Data for this exercise:
__________________________________________________

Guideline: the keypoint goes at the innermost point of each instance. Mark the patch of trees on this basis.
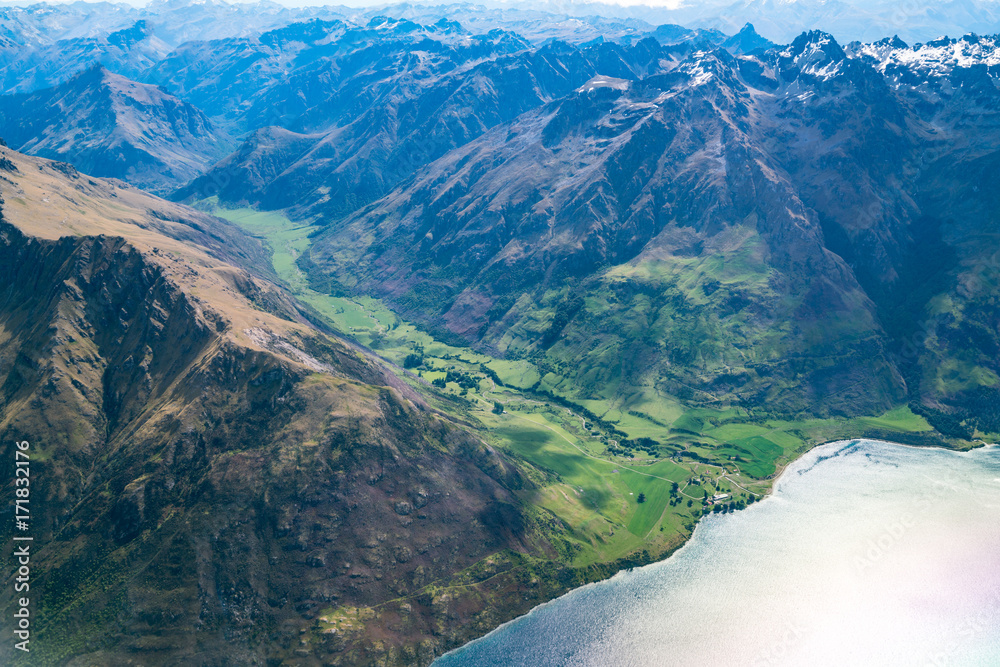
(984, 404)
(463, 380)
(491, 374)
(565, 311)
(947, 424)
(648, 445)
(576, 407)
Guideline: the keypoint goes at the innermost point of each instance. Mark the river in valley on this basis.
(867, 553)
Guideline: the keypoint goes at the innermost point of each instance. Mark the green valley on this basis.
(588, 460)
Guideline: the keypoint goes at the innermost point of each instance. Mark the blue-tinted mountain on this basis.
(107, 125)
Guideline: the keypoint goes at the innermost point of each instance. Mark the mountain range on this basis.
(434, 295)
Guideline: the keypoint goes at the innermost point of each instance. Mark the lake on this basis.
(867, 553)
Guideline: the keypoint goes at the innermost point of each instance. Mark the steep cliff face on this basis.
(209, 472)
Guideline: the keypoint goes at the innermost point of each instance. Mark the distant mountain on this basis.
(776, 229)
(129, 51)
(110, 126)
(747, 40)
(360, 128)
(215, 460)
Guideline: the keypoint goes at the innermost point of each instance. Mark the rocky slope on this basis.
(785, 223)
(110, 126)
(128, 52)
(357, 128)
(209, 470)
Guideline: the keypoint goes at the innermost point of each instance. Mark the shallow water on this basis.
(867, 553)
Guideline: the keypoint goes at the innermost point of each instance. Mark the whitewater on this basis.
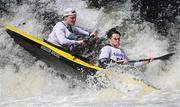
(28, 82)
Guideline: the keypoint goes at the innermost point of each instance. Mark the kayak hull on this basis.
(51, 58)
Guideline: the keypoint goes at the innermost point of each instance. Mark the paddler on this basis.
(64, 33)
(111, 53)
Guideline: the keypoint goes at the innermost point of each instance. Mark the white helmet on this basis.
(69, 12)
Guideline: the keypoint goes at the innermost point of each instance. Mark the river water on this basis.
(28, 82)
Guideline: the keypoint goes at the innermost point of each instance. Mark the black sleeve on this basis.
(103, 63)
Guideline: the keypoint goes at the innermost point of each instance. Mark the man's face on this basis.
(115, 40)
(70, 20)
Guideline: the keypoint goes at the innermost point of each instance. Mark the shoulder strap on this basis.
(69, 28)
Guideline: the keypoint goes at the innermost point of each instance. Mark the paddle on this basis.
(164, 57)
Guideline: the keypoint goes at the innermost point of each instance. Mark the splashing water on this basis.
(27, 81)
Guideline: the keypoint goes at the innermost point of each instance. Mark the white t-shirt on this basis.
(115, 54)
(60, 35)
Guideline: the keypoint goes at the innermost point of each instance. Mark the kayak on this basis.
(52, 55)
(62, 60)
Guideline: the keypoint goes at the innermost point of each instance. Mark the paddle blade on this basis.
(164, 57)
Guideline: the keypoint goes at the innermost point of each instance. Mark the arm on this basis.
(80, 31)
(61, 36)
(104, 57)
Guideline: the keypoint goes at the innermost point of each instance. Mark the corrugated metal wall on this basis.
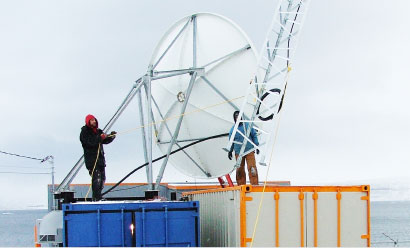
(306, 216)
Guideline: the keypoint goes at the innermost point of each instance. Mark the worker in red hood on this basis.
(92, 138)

__________________________________________________

Assignment: Give back the whole listing exactly as it stands. No pictures belong in the copy.

Response for this exercise:
Guideline: the keypoint goes at the innermost point of each instance. Mark the patch of trees on this basis.
(984, 404)
(463, 380)
(491, 374)
(565, 311)
(947, 424)
(648, 445)
(576, 407)
Guideline: the keypoint goes at the innermost point of each instance. Mark the river in valley on this basis.
(867, 553)
Guideline: the keypoint goes at the innermost point of each instance. Mark the green valley on this basis.
(588, 460)
Guideline: the keypoint goes at the innermost point of each instance. Mark the blue-tinted mountain on this basis.
(107, 125)
Guideline: the keypoint goes at the innermost point of each instance. Mark the mountain range on this basis.
(434, 295)
Guideline: the keypoint goes at the innermost point of each instance. Mark the lake on this basis.
(867, 553)
Guideline: the keypoint goes at the innermost point of each instance. Mark the steep cliff face on this basis.
(209, 472)
Guideline: the keypoint goes at the innermost point of each instance. Mark the distant mountain on this basis.
(776, 229)
(129, 51)
(110, 126)
(747, 40)
(360, 128)
(215, 460)
Guideline: the keypoint goes at the innermost point of each instance. Mark the rocky slope on this basis.
(785, 223)
(110, 126)
(128, 52)
(357, 128)
(209, 470)
Guideline: the keypoint goes at the innermost point of each instance. Mark the shallow water on this basis.
(867, 553)
Guideline: the keypoint goes at the innermost point of each instance. Mark the whitewater on this basis.
(28, 82)
Guideline: the keypoint goes at the innermost point of each instance. Mark the kayak hull on this basis.
(51, 58)
Guideline: the keypoint goes at the innermost point of each instance. Mark the paddler on this basis.
(64, 33)
(111, 53)
Guideline: the keypoint goes at the innermost point of each instance. Mark the white helmet on this basis.
(69, 12)
Guideline: the keypoint goes at the innermost point of each instance. Mark the river water on this basis.
(28, 82)
Guideline: the keypoint goes at the innermost point of each instance. Mark the black sleeve on this basis.
(103, 63)
Guideline: the keypoint goes at the innermost point of each instance. Mark the man's face on this basis.
(115, 40)
(70, 20)
Guideline: the keypoint goes at the innermost point of each instance. Mark the shoulder strap on this basis.
(69, 28)
Guideline: the keypoint goes at the innermost point of each instance. Mark the paddle on this basis.
(164, 57)
Guideline: the keypoint goes at the innermost point of each instance. Mark the splashing water on this basis.
(27, 81)
Guideline: the keypoint goes at the innermost point of each instance. Mark the white t-shirt on this basis.
(115, 54)
(60, 35)
Guideline: the keypoint goes at the innermost point of each instance. Mark the kayak on this basis.
(52, 55)
(62, 60)
Guideline: the keypoint goes at the innermost point of each instance. Mark the paddle blade on this basis.
(164, 57)
Guideline: the keypoint goes at the innermost point of each instance. Mark the arm on this basis.
(80, 31)
(61, 36)
(104, 57)
Guideline: the keypoint goes at the innermost point of each instance. Mark the corrugated metal wall on this basis.
(306, 216)
Guideline: the keypoint goes at the innermost point of each instance. Mark the worker in red hood on this basis.
(92, 138)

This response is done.